• _Location annotation dataset excerpts_:
************

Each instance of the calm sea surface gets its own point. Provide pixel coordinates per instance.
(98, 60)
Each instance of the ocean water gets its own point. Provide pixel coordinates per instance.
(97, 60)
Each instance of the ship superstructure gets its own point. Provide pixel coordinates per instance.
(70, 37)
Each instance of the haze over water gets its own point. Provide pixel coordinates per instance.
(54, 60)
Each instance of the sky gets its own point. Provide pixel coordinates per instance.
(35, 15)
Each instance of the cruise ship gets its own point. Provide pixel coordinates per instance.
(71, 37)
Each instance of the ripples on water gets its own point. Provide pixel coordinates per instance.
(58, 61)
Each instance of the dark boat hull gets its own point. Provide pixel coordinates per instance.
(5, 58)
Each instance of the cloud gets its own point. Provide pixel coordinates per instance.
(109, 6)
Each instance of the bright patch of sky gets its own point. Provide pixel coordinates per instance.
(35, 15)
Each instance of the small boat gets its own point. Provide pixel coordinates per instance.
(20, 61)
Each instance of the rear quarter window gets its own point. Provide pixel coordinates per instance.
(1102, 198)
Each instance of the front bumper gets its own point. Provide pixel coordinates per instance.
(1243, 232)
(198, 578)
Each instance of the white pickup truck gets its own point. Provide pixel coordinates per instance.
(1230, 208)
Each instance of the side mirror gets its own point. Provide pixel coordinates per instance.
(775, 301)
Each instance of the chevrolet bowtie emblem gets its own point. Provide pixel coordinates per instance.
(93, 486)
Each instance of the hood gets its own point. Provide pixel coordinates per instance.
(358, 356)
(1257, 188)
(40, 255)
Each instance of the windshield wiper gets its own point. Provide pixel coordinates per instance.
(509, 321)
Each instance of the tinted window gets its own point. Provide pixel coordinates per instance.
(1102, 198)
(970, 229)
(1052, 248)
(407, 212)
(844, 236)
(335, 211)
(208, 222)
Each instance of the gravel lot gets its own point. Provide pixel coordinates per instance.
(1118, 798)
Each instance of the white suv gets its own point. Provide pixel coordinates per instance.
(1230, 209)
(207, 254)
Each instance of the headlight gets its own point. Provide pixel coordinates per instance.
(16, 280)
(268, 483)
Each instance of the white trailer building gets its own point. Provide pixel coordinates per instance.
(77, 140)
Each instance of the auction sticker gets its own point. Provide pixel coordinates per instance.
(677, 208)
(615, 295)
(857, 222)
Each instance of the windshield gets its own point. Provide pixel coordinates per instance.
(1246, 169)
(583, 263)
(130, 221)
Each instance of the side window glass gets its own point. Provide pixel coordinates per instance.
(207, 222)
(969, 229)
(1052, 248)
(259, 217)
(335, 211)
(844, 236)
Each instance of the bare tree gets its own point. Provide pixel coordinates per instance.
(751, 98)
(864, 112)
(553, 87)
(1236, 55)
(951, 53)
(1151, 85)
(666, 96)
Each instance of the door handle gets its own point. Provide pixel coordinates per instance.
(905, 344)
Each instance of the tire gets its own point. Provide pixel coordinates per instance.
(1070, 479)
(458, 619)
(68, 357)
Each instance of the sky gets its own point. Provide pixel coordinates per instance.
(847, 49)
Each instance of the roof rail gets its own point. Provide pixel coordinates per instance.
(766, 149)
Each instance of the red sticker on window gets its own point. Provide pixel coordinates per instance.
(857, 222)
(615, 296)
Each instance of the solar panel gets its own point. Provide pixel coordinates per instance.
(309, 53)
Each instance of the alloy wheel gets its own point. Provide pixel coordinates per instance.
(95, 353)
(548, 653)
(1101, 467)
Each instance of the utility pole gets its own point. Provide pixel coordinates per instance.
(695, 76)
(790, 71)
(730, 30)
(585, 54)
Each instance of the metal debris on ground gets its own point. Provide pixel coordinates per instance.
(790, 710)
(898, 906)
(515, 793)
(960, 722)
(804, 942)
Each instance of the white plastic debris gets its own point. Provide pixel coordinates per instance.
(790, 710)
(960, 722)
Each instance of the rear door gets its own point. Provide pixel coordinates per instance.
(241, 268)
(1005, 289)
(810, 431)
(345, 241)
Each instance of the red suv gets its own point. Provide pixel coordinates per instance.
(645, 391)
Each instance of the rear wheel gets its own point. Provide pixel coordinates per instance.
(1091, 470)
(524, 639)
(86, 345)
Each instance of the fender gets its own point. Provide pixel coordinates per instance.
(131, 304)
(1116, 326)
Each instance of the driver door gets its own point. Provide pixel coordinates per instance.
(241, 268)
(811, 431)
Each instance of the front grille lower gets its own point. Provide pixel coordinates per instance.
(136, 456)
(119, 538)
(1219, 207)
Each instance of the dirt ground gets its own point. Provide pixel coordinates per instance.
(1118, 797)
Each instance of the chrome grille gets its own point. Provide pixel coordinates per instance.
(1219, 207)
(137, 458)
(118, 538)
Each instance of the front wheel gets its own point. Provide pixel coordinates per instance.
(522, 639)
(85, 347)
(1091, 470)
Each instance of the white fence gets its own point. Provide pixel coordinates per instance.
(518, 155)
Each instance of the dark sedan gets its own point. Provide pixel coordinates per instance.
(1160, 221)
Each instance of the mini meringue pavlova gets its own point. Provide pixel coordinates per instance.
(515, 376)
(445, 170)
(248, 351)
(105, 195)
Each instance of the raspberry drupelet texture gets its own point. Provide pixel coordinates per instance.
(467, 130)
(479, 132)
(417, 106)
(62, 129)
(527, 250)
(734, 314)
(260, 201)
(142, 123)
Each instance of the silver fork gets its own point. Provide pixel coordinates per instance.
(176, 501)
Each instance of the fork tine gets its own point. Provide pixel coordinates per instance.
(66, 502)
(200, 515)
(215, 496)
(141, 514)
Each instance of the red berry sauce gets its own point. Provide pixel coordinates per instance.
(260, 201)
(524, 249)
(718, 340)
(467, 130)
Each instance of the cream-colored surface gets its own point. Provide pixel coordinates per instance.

************

• _SHORT PROBLEM_: Reproduce verbatim every line of the items, starting at the line that contains "Each instance of the rear wheel" and ending at the last line of the items, with both ends included.

• _EXERCISE RESULT_:
Each instance of the rear wheel gets its own point. Provide pixel coordinates per instance.
(1091, 470)
(524, 639)
(86, 345)
Each instance of the fender gets its own point. Provide pixel coordinates per instance.
(131, 304)
(1116, 326)
Each instance of the driver door gets its own point. Provide pixel coordinates per instance.
(241, 268)
(811, 431)
Each instance of the front grille lower gets its own point. Provide pixel coordinates per instance.
(136, 456)
(119, 538)
(1219, 207)
Each instance of the dirt ground gets its own point. Provide pixel coordinates per instance.
(1118, 797)
Each instance of the chrome grille gets its own point. Provide pixel coordinates per instance.
(1219, 207)
(137, 458)
(118, 538)
Each instance of the front wheel gets its own point. Provide pixel coordinates per instance.
(522, 639)
(85, 347)
(1091, 470)
Each instance of the white fence gets its own point. Provide pixel coordinates per instance.
(518, 155)
Each instance of the dark sedan gets its own point. Provide pixel coordinates per instance.
(1160, 221)
Each instance of the mini meringue pavlova gets its own point. Provide pixel coordinates per instance.
(515, 376)
(445, 170)
(248, 351)
(105, 195)
Each instance of the raspberry drupelet texture gets its own point. Provide pixel coordinates per instance.
(467, 130)
(479, 132)
(417, 106)
(62, 129)
(527, 250)
(734, 314)
(260, 201)
(142, 123)
Each instance of the silver fork gets its own point. Provide pixel coordinates per instance.
(176, 501)
Each instance of the fork tine gets its own point. Provide pixel coordinates per instance.
(66, 502)
(200, 515)
(215, 496)
(141, 514)
Each instance of the red berry sauce gets its own point. Provide pixel coordinates per instance.
(260, 201)
(524, 249)
(718, 340)
(467, 130)
Each instance of the cream-colored surface gets its own point. Provide pixel coordinates per instance.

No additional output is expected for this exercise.